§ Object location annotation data
○ ○ ○ ○ ○

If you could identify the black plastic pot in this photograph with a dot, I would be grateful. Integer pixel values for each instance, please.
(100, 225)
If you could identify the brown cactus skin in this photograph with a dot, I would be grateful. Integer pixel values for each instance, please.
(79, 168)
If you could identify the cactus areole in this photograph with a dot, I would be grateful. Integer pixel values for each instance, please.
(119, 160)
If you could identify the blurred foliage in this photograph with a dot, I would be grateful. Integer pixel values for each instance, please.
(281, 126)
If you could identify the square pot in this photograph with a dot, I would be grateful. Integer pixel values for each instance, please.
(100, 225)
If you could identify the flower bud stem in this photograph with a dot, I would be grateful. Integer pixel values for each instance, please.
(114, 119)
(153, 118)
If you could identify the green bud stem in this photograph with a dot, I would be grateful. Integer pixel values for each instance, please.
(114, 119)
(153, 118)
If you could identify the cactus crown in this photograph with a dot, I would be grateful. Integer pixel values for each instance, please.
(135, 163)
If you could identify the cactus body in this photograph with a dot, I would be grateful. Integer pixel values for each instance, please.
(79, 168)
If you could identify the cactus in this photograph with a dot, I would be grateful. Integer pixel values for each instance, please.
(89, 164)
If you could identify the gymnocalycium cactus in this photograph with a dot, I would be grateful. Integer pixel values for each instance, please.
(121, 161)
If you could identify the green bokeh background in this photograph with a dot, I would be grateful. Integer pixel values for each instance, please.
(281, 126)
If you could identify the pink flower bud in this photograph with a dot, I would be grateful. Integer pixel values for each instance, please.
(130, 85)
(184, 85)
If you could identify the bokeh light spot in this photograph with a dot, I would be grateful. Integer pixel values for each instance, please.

○ ○ ○ ○ ○

§ Short task
Render all the rows above as a numbered list, dropping any blank lines.

§ Answer for the task
1. If you could identify the black plastic pot in this photograph with a dot, I would be grateful. Integer pixel values for each instance, please.
2. (100, 225)
3. If you could identify the brown cactus skin in this photograph with a dot, I would be grateful. Integer pixel values for each instance, please.
4. (79, 168)
5. If you could identify the cactus areole in this photograph with a dot, I would be grateful. Integer pixel values for each instance, please.
6. (119, 160)
7. If you could identify the blurred foliage in this photograph with a dot, I would be grateful. Integer pixel values for each instance, please.
8. (281, 126)
9. If you could identify the square pot in this photograph with a dot, I would be grateful. Integer pixel values for each instance, please.
10. (100, 225)
11. If you could identify the flower bud stem in this photograph with a dot, I would be grateful. Integer pixel values for each instance, please.
12. (114, 119)
13. (153, 118)
14. If you could identify the green bud stem in this photograph with a dot, I would be grateful. Integer pixel values for each instance, please.
15. (114, 119)
16. (153, 118)
17. If you could identify the cactus crown in this photograph with a dot, I would be grateful. Integer pixel values for each instance, please.
18. (135, 163)
19. If you could identify the cactus body in this photograph with a dot, I would be grateful. Integer pixel values for each instance, please.
20. (79, 168)
21. If you could identify the cactus in this photograph with a dot, I would be grateful. Integer pixel values for each instance, please.
22. (89, 164)
23. If you could identify the gymnocalycium cactus in this photograph with a dot, I would be grateful. Integer pixel values for each instance, please.
24. (121, 161)
25. If you could identify the green bokeh background in this photograph with a dot, I would be grateful. Integer pixel values for each instance, please.
26. (281, 126)
27. If you could identify the pink flower bud in this photograph with a dot, I would be grateful. Integer pixel values for each instance, please.
28. (130, 85)
29. (184, 85)
30. If you could identify the bokeh light spot in this photograph with a dot, I would be grateful. Integer pixel values for each instance, please.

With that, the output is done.